*WHAT TO WORK ON:*
Take the records below and extract, word for word, the lines from the one containing "Target: man's left hand" through the final line, inclusive. Omit pictures.

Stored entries
****************************************

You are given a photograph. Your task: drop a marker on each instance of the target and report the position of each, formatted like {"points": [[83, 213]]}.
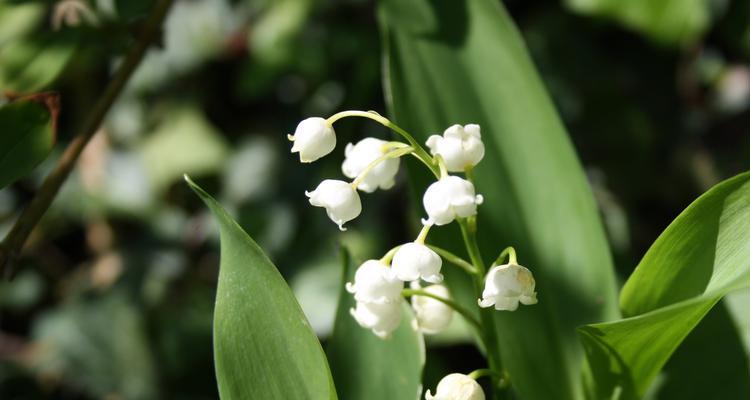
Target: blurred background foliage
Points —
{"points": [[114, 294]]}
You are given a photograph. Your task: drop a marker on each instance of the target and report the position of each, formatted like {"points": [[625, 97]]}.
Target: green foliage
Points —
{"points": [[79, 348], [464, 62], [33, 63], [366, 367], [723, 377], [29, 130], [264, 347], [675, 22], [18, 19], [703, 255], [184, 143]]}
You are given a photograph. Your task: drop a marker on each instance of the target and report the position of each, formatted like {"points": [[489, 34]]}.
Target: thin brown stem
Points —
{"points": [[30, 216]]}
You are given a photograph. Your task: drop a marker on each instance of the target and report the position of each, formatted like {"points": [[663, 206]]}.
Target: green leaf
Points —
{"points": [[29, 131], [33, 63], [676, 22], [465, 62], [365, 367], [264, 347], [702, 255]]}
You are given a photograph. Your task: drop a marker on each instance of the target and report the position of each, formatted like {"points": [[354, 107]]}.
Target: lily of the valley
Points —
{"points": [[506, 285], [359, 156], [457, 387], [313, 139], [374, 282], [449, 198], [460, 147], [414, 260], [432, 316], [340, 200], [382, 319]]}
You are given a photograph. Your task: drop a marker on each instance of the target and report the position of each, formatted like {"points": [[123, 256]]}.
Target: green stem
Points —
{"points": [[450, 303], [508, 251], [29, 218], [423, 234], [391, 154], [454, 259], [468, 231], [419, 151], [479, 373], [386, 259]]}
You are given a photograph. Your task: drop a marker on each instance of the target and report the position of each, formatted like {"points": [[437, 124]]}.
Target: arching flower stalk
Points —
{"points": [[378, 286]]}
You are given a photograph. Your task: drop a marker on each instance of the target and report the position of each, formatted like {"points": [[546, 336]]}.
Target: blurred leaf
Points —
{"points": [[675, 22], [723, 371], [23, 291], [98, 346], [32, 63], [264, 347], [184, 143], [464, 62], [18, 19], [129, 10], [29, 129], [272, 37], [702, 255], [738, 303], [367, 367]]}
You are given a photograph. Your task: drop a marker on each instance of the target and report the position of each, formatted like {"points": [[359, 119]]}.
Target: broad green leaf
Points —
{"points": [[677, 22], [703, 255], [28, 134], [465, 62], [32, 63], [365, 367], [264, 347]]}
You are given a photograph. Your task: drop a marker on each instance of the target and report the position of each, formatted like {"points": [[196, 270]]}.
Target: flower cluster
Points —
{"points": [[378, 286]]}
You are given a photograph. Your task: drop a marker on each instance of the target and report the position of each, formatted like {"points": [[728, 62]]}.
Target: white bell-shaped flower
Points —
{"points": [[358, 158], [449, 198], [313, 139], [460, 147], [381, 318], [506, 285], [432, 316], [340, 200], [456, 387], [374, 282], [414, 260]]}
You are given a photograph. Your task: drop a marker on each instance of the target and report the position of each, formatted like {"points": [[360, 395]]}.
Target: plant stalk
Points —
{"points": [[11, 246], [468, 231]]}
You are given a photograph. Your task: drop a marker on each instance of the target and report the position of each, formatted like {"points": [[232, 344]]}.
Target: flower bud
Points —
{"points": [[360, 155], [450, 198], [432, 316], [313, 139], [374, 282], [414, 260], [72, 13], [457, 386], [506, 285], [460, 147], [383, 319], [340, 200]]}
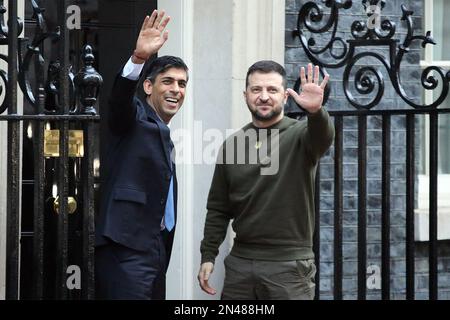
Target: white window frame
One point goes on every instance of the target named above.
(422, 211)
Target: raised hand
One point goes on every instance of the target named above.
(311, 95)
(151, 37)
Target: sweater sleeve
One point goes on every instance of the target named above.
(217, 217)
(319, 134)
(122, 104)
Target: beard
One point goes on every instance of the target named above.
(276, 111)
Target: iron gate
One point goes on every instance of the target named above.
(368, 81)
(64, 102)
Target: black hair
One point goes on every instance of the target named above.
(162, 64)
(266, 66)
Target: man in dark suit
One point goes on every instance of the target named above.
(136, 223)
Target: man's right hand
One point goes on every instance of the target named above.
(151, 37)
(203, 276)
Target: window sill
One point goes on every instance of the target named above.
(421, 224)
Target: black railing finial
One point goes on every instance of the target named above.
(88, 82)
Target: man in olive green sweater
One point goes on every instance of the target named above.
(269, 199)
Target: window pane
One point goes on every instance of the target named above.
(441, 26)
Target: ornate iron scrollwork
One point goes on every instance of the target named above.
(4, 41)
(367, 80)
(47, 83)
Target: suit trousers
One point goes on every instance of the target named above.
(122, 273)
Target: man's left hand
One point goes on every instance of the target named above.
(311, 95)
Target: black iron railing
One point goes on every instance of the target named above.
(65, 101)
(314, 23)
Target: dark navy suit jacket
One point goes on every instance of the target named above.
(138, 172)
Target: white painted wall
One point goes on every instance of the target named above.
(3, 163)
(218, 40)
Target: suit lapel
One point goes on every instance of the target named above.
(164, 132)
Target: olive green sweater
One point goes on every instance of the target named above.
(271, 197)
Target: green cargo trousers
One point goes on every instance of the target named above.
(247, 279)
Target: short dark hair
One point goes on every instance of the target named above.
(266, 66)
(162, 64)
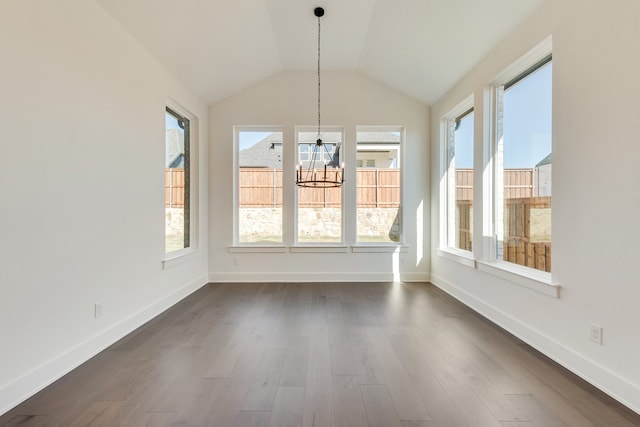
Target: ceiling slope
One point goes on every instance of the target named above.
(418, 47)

****************************************

*WRITTEN RESPONSE:*
Target: man's left hand
One point goes on every instance of the target named above.
(311, 95)
Target: black iron railing
One point goes on every instance of the target named above.
(65, 101)
(314, 23)
Target: dark navy suit jacket
One point goes on every instance of the target named above.
(138, 172)
Target: white painted wall
One point goes on every instance of the target named above.
(3, 163)
(218, 40)
Target: suit lapel
One point goes on every instance of the target named above.
(164, 132)
Target: olive green sweater
One point goes on every instance of the target named above.
(271, 197)
Target: green cargo trousers
One point goes on every instance of the target named above.
(247, 279)
Target: short dark hair
One point goes on every instance of the target named above.
(266, 66)
(162, 64)
Target: ceiling slope
One point goes on every instance of the target named above.
(418, 47)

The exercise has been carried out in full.